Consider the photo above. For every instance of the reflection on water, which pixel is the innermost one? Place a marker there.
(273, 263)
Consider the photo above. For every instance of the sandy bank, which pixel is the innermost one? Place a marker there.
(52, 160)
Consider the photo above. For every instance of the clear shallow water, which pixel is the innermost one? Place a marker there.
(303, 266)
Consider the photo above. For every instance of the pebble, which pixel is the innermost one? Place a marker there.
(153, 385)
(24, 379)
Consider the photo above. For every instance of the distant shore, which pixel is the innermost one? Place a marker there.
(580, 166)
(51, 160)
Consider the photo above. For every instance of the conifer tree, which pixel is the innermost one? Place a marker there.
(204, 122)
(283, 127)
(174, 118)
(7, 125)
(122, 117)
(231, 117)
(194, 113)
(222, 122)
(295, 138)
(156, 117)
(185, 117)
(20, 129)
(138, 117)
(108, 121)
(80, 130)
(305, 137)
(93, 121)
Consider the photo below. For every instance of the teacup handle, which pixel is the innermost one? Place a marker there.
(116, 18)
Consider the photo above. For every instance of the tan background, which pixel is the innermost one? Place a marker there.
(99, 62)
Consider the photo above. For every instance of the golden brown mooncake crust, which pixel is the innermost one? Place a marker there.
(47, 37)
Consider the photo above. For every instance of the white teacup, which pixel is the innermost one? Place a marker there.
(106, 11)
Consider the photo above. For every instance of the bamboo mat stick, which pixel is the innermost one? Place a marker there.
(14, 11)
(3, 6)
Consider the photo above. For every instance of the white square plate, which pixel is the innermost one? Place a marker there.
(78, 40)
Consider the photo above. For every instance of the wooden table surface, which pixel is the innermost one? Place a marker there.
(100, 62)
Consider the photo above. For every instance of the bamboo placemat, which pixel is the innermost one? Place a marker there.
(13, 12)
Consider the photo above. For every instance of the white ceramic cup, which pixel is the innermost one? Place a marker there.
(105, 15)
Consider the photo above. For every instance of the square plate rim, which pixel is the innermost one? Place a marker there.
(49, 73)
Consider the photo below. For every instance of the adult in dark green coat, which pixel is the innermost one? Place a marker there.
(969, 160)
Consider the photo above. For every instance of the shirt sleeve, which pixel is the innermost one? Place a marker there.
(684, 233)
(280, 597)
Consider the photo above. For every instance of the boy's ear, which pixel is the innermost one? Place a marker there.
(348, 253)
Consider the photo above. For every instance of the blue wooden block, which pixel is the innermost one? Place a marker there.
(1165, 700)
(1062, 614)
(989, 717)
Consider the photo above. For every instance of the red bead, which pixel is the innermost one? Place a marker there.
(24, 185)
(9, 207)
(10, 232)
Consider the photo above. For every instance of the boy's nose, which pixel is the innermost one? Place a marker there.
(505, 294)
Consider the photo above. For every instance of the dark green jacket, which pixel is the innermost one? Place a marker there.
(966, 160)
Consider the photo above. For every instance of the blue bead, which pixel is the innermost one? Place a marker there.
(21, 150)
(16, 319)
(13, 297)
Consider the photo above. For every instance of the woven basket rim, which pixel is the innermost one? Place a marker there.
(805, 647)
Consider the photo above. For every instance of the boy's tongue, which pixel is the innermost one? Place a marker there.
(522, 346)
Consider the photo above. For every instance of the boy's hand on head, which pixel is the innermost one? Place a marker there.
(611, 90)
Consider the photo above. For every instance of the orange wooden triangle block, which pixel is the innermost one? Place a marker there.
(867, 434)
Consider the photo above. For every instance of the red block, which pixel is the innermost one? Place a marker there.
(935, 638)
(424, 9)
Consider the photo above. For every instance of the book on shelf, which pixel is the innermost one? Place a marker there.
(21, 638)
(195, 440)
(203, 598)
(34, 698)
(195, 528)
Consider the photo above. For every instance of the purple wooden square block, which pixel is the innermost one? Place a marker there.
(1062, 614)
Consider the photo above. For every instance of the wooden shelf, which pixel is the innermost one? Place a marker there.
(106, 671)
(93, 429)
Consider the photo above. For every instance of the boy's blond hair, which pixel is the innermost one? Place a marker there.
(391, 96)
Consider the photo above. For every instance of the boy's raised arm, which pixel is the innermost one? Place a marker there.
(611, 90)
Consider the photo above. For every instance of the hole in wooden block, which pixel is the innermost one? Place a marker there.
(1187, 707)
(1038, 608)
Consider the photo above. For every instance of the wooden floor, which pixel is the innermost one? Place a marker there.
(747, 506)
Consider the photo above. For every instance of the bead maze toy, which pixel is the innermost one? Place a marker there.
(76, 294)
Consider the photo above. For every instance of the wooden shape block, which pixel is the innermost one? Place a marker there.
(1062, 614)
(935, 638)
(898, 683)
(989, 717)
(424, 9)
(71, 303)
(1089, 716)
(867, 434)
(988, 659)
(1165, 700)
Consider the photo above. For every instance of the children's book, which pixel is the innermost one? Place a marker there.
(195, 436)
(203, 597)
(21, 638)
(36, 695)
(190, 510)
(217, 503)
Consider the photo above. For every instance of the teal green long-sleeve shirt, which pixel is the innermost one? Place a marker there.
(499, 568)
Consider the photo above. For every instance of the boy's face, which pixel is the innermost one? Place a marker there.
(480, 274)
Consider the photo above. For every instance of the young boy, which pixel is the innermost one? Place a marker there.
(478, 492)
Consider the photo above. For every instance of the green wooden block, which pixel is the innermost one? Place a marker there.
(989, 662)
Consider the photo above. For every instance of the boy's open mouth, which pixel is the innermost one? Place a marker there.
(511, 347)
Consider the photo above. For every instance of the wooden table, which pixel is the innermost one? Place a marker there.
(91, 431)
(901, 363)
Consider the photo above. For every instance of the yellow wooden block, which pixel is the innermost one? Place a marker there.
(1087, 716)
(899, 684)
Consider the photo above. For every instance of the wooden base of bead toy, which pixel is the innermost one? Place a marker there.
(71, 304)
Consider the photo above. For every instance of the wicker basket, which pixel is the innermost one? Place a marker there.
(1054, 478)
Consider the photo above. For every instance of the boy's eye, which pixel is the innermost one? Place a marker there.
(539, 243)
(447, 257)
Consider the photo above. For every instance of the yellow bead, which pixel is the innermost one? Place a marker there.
______________________________
**WHAT IS BEING ASKED:** Repeat each entry word for word.

**THE OUTPUT:**
Consider the photo above. For every instance of the reflection on water, which pixel is the innermost one? Place a marker there.
(273, 263)
Consider the photo above. For every instance of the sandy bank, which pixel is the innermost one? Place a marker there.
(52, 160)
Consider the photo above. For every instance of the clear shallow water, which pixel is the innermost one? Place a marker there.
(303, 266)
Consider the photo above. For every instance of the pebble, which pixel is the innermost one? Place a marker there.
(153, 385)
(24, 379)
Consider the photo above. For every instance of the distant shore, which pixel is the innermost one? Place a marker there.
(580, 166)
(51, 160)
Consider the photo above. For every instance of the conifer tree, which pixel is the innermost one? Place a marker there.
(204, 122)
(283, 127)
(174, 118)
(7, 125)
(122, 117)
(231, 117)
(194, 113)
(222, 122)
(295, 138)
(156, 117)
(185, 117)
(20, 129)
(138, 117)
(108, 121)
(80, 130)
(305, 137)
(93, 121)
Consider the photo below. For every instance of the teacup handle, which pixel is the innermost one? Place a marker there.
(116, 18)
Consider the photo above. For every instance of the tan background, which pixel is the innermost one? Place a marker there.
(99, 62)
Consider the photo above. For every instance of the golden brown mooncake crust, which pixel is the innermost one? Place a marker there.
(47, 37)
Consider the photo above. For every instance of the white teacup, which pixel is the innermost one? Place a marker there.
(106, 11)
Consider the photo above. For every instance of the bamboo mat stick, which pixel is the innermost one? Place a marker there.
(14, 11)
(3, 6)
Consider the photo above. For every instance of the white square plate, which pixel is the innermost one? Place a marker there.
(78, 40)
Consider the photo above. For every instance of the wooden table surface, which pixel is the innermost one? Place a marker there.
(100, 62)
Consider the photo above. For every instance of the bamboo placemat, which pixel is the innermost one? Place a marker there.
(13, 12)
Consider the photo above. For every instance of the white ceramic cup, which pixel is the innermost one? Place a marker there.
(105, 15)
Consider the photo above. For every instance of the square plate rim, which pixel is the innermost one? Place a marker there.
(49, 73)
Consider the photo below. For every instance of the adult in dark green coat, which pixel is the innermost one? Place a marker there.
(969, 160)
Consider the photo above. For every instance of the shirt sleeve, which pixel is the innermost one? Place a marker there.
(684, 233)
(280, 597)
Consider the photo above. For every instance of the boy's ear, which pixel is the innermost one? Place a marker there.
(348, 253)
Consider the photo above. For every instance of the blue wooden block, which pixel is the innermost one? Place a marker there.
(1165, 700)
(1062, 614)
(989, 717)
Consider the photo above. For every instance of the red bead, which pixel is the innermost one? Place a marker there.
(24, 185)
(9, 207)
(10, 232)
Consider the photo above. For every instance of the boy's nose, which pixel is the innermost one? Place a marker there.
(505, 294)
Consider the photo above. For every instance of the dark green jacket, which pixel is the innermost one? Place a marker there.
(966, 160)
Consider the photo above. For every instance of the blue bead, which pixel is the innermost one? Place a marker there.
(21, 150)
(16, 319)
(13, 297)
Consider the photo above. For every instance of the woven basket rim, which pixel is the innermost one? Place a marker there.
(805, 647)
Consider the photo above. For every instance of the boy's tongue, which pixel is the innermost one? Place a marker there.
(522, 346)
Consider the photo above. For every instance of the boy's hand on head, which pixel is the innermost one? Place a marker there.
(611, 90)
Consider the photo above. For every instance of the orange wooden triangle block, which pixel is the innermost one? Place a marker there.
(867, 434)
Consider the photo above. For every instance of the red block, which pixel is the innermost one? Place a marker there.
(935, 638)
(424, 9)
Consider the photo above. For every instance of the book on shelf, which pixel is the innermost one? Place a marker there.
(21, 638)
(195, 440)
(203, 598)
(34, 698)
(195, 528)
Consider the photo above. For every instance of the purple wooden square block, which pixel is the innermost one? Place a marker there.
(1062, 614)
Consider the photo above. For every instance of the wooden shelf, which pixel is the innermost one? Place a marker there.
(106, 671)
(93, 429)
Consider the photo above. For every instance of the boy's blond hair, which pixel is the innermost one? Place a marker there.
(391, 96)
Consider the photo above. For every instance of the boy's raised arm, which pixel is the innermost one? Place a marker there.
(611, 90)
Consider the photo above. For every instance of the hole in wooden block, which pixel is the innermost one? Place a marker there.
(1187, 707)
(1038, 608)
Consider the photo above. For every instance of the wooden floor, which pixel is the innermost one? Place a marker there.
(747, 506)
Consider the photo above. For every instance of the bead maze toy, which pixel is the innermost one? Place a marker there.
(76, 294)
Consider the photo above. For every instance of the wooden shape block, which pixel is the innermost one? Place a marker there.
(1062, 614)
(935, 638)
(898, 683)
(989, 717)
(424, 9)
(71, 303)
(1089, 716)
(867, 434)
(988, 659)
(1165, 700)
Consider the photo above. For every instance of the children's book, which pixel is the innermost one? Place a marker there.
(195, 436)
(203, 597)
(21, 638)
(36, 695)
(190, 510)
(217, 503)
Consider the photo above. For every instance of the teal green long-sleeve shirt, which pixel is the innermost one? Place a marker there.
(499, 568)
Consider the photo above. For every instance of the boy's face, which pixel is the innermost one? Place a marker there.
(480, 274)
Consider the photo above. For every instance of the young boy, which pixel is the innermost one? Place a marker there.
(478, 492)
Consider the photo above. For every instance of the green wooden block, which pixel is the innermost one? Place a marker there.
(989, 662)
Consider the photo above. For every instance of the boy's open mouth, which pixel is the innermost one? Place a marker there.
(511, 347)
Consider the photo above. For every instance of the wooden table, which pixel is the innermost one? Place a marker there.
(91, 431)
(901, 363)
Consider the photo above. For every instance of the yellow wooden block, which pixel is the innermost one? Place a marker there.
(1087, 716)
(899, 684)
Consider the photo above. For every instance of the wooden base of bead toy, which pixel is the innermost one? Place a marker there.
(71, 304)
Consider the photo above. For every instance of the wicker basket, which pixel is the innermost one? Place a marker there.
(1054, 478)
Consider the photo above. For every instance of the boy's eye, which pixel is the innermost one? Place a marker there.
(539, 243)
(447, 257)
Consider the photo above. For every instance of the yellow bead, which pixel is the innermost one? Place a marker there.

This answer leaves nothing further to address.